→ **WHAT YOU WILL DO**
Rewrite the records below as a JSON list of strings, with one string per line and blank lines omitted, and leave out the pictures.

→ **RECORDS TO USE**
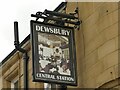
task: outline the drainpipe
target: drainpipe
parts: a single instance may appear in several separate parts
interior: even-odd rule
[[[23,53],[23,60],[24,60],[24,90],[28,90],[28,55],[27,50],[23,49],[19,45],[19,34],[18,34],[18,22],[14,22],[14,45],[15,48]]]

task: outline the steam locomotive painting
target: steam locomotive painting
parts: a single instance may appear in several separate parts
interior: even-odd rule
[[[31,21],[33,81],[77,85],[73,28]]]
[[[38,33],[40,72],[71,75],[68,38]]]

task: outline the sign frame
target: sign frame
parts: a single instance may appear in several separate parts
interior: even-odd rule
[[[44,82],[44,83],[55,83],[65,84],[71,86],[77,86],[77,72],[76,72],[76,48],[74,39],[74,29],[67,26],[58,26],[54,24],[46,24],[44,22],[30,21],[31,25],[31,45],[32,45],[32,74],[33,82]],[[45,28],[57,28],[61,32],[45,32]],[[62,32],[63,31],[63,32]],[[49,72],[38,72],[40,63],[39,57],[39,40],[38,37],[41,35],[51,35],[51,37],[67,38],[68,40],[68,51],[69,51],[69,71],[70,75],[65,74],[54,74]],[[42,40],[42,39],[40,39]],[[59,50],[60,51],[60,50]],[[41,60],[42,62],[42,60]],[[42,64],[42,63],[40,63]]]

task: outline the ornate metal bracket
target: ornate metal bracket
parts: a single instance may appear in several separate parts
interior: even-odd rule
[[[55,24],[65,26],[65,24],[69,25],[69,27],[77,28],[80,26],[81,21],[75,15],[78,14],[78,8],[76,8],[74,13],[65,14],[55,11],[45,10],[44,12],[37,12],[36,14],[31,14],[31,17],[35,17],[36,21],[40,18],[44,20],[44,22],[48,23],[49,20],[57,22]],[[59,23],[58,23],[59,22]]]

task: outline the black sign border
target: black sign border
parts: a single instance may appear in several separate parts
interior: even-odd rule
[[[72,63],[72,72],[73,72],[73,78],[75,79],[74,82],[66,82],[66,81],[58,81],[58,80],[47,80],[47,79],[36,79],[35,78],[35,57],[36,57],[36,51],[38,49],[36,49],[35,45],[36,45],[36,40],[35,40],[35,30],[33,30],[33,24],[42,24],[42,25],[48,25],[48,26],[54,26],[54,27],[59,27],[59,28],[64,28],[64,29],[69,29],[71,30],[71,42],[70,42],[70,46],[71,46],[71,50],[70,50],[70,59],[72,58],[73,63]],[[76,63],[76,48],[75,48],[75,39],[74,39],[74,29],[72,27],[67,27],[67,26],[58,26],[58,25],[54,25],[54,24],[48,24],[48,23],[44,23],[44,22],[38,22],[38,21],[30,21],[30,26],[31,26],[31,45],[32,45],[32,75],[33,75],[33,82],[44,82],[44,83],[54,83],[54,84],[64,84],[64,85],[70,85],[70,86],[77,86],[77,72],[76,72],[76,67],[77,67],[77,63]],[[63,35],[62,35],[63,36]]]

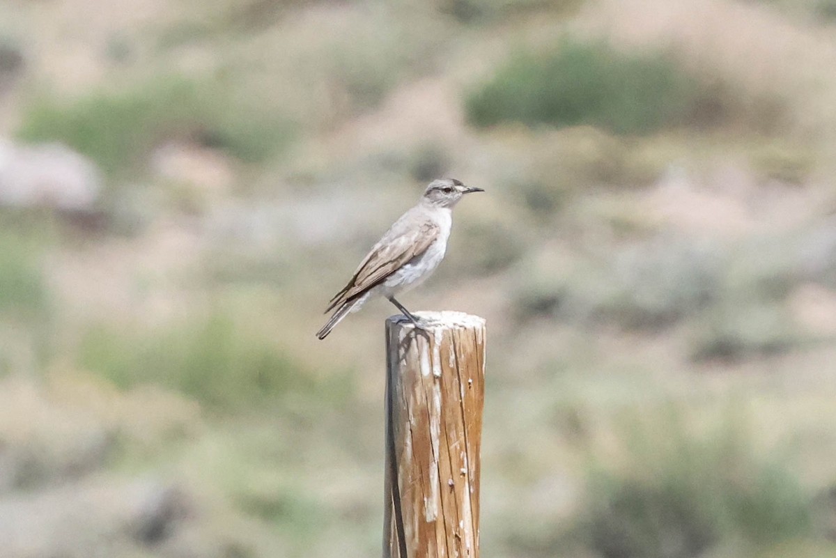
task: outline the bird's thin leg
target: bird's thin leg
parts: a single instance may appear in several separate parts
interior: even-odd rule
[[[416,327],[421,327],[421,323],[418,322],[418,318],[413,316],[409,310],[405,308],[404,305],[402,305],[400,302],[395,300],[395,297],[388,297],[388,298],[389,302],[396,306],[398,307],[398,310],[403,312],[404,316],[405,316],[410,322],[414,323]]]

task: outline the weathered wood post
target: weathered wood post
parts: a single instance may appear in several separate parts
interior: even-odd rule
[[[478,558],[485,320],[386,321],[384,558]]]

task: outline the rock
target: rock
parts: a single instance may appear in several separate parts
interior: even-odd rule
[[[101,190],[99,168],[65,145],[0,139],[0,205],[93,213]]]

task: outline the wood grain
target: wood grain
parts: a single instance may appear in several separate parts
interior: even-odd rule
[[[385,558],[477,558],[485,321],[386,321]]]

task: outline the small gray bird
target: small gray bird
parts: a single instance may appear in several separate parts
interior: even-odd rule
[[[418,319],[395,295],[417,287],[435,271],[447,249],[453,206],[465,194],[482,191],[455,179],[433,180],[418,205],[395,221],[363,258],[349,283],[331,299],[325,313],[337,310],[316,336],[324,339],[349,312],[357,312],[370,297],[378,295],[420,327]]]

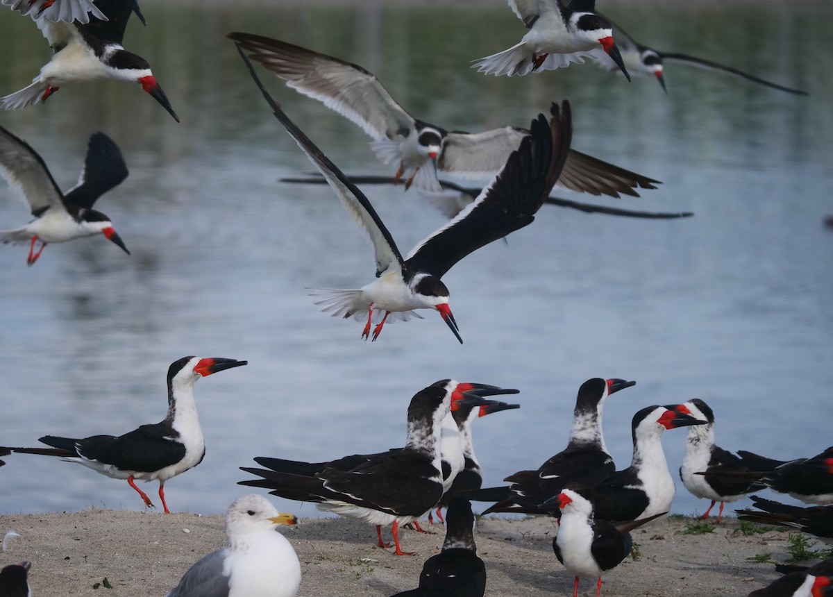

→ **RESULT OF THIS EXERCISE**
[
  "task: outline the drainpipe",
  "target: drainpipe",
  "parts: a single instance may appear in several separate parts",
  "interior: even-odd rule",
  "[[[23,53],[23,60],[24,60],[24,90],[28,90],[28,55],[27,50],[23,49],[19,45],[19,34],[18,34],[18,22],[14,22],[14,45],[15,48]]]",
  "task: outline the steam locomotive painting",
  "target: steam locomotive painting",
  "parts: a single instance may appear in several separate parts",
  "interior: even-odd rule",
  "[[[31,21],[33,81],[77,85],[73,28]]]",
  "[[[38,33],[40,72],[71,75],[68,38]]]",
  "task: outline the sign frame",
  "target: sign frame",
  "parts: a single instance may appear in several separate parts",
  "interior: even-odd rule",
  "[[[44,82],[44,83],[55,83],[65,84],[71,86],[77,86],[77,72],[76,72],[76,48],[74,39],[74,29],[67,26],[58,26],[54,24],[46,24],[44,22],[30,21],[31,25],[31,45],[32,45],[32,74],[33,82]],[[45,28],[57,28],[61,32],[45,32]],[[62,32],[63,31],[63,32]],[[49,72],[38,72],[40,63],[39,57],[39,40],[38,37],[41,35],[51,35],[51,37],[67,38],[68,40],[68,51],[69,51],[69,71],[70,75],[65,74],[54,74]],[[42,40],[42,39],[40,39]],[[59,50],[60,51],[60,50]],[[41,60],[42,62],[42,60]],[[42,64],[42,63],[40,63]]]",
  "task: outline the ornate metal bracket",
  "target: ornate metal bracket",
  "parts: a single instance may appear in several separate parts",
  "interior: even-odd rule",
  "[[[55,24],[65,26],[65,24],[69,25],[69,27],[77,28],[80,26],[81,21],[75,15],[78,14],[78,8],[76,8],[74,13],[65,14],[55,11],[45,10],[44,12],[37,12],[36,14],[31,14],[31,17],[35,17],[36,21],[40,18],[44,20],[44,22],[48,23],[49,20],[57,22]],[[59,23],[58,23],[59,22]]]",
  "task: outline the black sign border",
  "target: black sign border",
  "parts: a single instance may appear in several separate parts",
  "interior: even-odd rule",
  "[[[72,63],[72,72],[73,72],[73,78],[75,79],[74,82],[66,82],[66,81],[58,81],[58,80],[47,80],[47,79],[36,79],[35,78],[35,57],[36,57],[36,51],[38,49],[36,49],[35,45],[36,45],[36,40],[35,40],[35,30],[33,30],[33,24],[42,24],[42,25],[48,25],[48,26],[54,26],[54,27],[59,27],[59,28],[64,28],[64,29],[69,29],[71,30],[71,42],[70,42],[70,46],[71,46],[71,50],[70,50],[70,59],[72,58],[73,63]],[[76,63],[76,48],[75,48],[75,39],[74,39],[74,29],[72,27],[67,27],[67,26],[58,26],[58,25],[54,25],[54,24],[48,24],[48,23],[44,23],[44,22],[38,22],[38,21],[30,21],[30,26],[31,26],[31,45],[32,45],[32,75],[33,75],[33,82],[44,82],[44,83],[54,83],[54,84],[64,84],[64,85],[70,85],[70,86],[77,86],[77,72],[76,72],[76,67],[77,67],[77,63]],[[63,35],[62,35],[63,36]]]",
  "task: outline the bird's thin leg",
  "target: bird's thin leg",
  "parts: a single instance may appear in several separate parts",
  "interior: even-odd rule",
  "[[[416,327],[421,327],[421,323],[418,322],[418,318],[413,316],[409,310],[405,308],[404,305],[402,305],[400,302],[395,300],[395,297],[388,297],[388,298],[389,302],[396,306],[398,307],[398,310],[403,312],[404,316],[405,316],[410,322],[414,323]]]",
  "task: outline the weathered wood post",
  "target: weathered wood post",
  "parts: a single instance may appear in several separate parts",
  "interior: even-odd rule",
  "[[[478,558],[485,320],[386,321],[384,558]]]",
  "task: outline the rock",
  "target: rock",
  "parts: a single instance may appear in several separate parts",
  "interior: even-odd rule",
  "[[[101,190],[99,168],[65,145],[0,139],[0,205],[93,213]]]",
  "task: outline the wood grain",
  "target: wood grain",
  "parts: a single instance may appear in several separate parts",
  "interior: even-odd rule",
  "[[[385,558],[477,558],[485,321],[386,321]]]",
  "task: outline the small gray bird",
  "target: small gray bird",
  "parts: a single instance may appear in several separate parts",
  "interior: even-odd rule",
  "[[[418,319],[395,295],[417,287],[435,271],[447,249],[453,206],[465,194],[482,191],[455,179],[433,180],[418,205],[395,221],[363,258],[349,283],[331,299],[325,313],[337,310],[316,336],[324,339],[349,312],[357,312],[370,297],[378,295],[420,327]]]"
]